#### Consigne
Répondez aux questions suivantes à partir de l'extrait sur Bariquand et Marre.
(a) Où le nouveau moteur est-il conservé ?
(b) En quelle année Bariquand et Marre cessent-ils d'exister sous ce nom ?
(c) Quelle société trouve-t-on au 106 bd de Ménilmontant en 1930 ?

#### Extrait à lire
____________

Un nouveau moteur, plus Bariquand et Marre que Wright, rejoignait le Mans, où
était l'avion, trois mois plus tard, pour des essais qui s’y succédèrent sans
problèmes. Ce moteur est conservé au musée de l’air. Bariquand et Marre quittent le quartier à la fin des années 1920,
et cessent d’exister sous ce nom en 1968. Au CNAM, on trouve, de la même
maison, un mètre étalon de 1931, une tondeuse mécanique à cheveux. En Corée, au
Japon, on dit une « Parikkang » pour désigner une machine à coudre,
tellement l’entreprise y a dominé les marchés asiatiques. 18 mécaniciens des
maisons Barriquand et Cornély ont été, en 1876, à l’origine de la fondation de la Bellevilloise, 17 à 25 rue Boyer.
- Cornély, puis Cornély et
fils en 1900, 106 bd de Ménilmontant. Les fondateurs de la Bellevilloise qui ne
travaillent pas chez Bariquand travaillent ici. En 1930, c’est Pavie et Cie,
société auxiliaire métallurgique qu’on trouve à cette adresse.

____________

#### Données fournies
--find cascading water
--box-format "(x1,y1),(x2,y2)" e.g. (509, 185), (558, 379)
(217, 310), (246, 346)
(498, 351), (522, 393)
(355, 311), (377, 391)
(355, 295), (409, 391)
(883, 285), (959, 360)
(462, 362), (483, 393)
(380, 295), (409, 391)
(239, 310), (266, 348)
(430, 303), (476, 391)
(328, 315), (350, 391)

____________

#### Résultat
(a) Au musée de l'air.
(b) En 1968.
(c) Pavie et Cie, société auxiliaire métallurgique.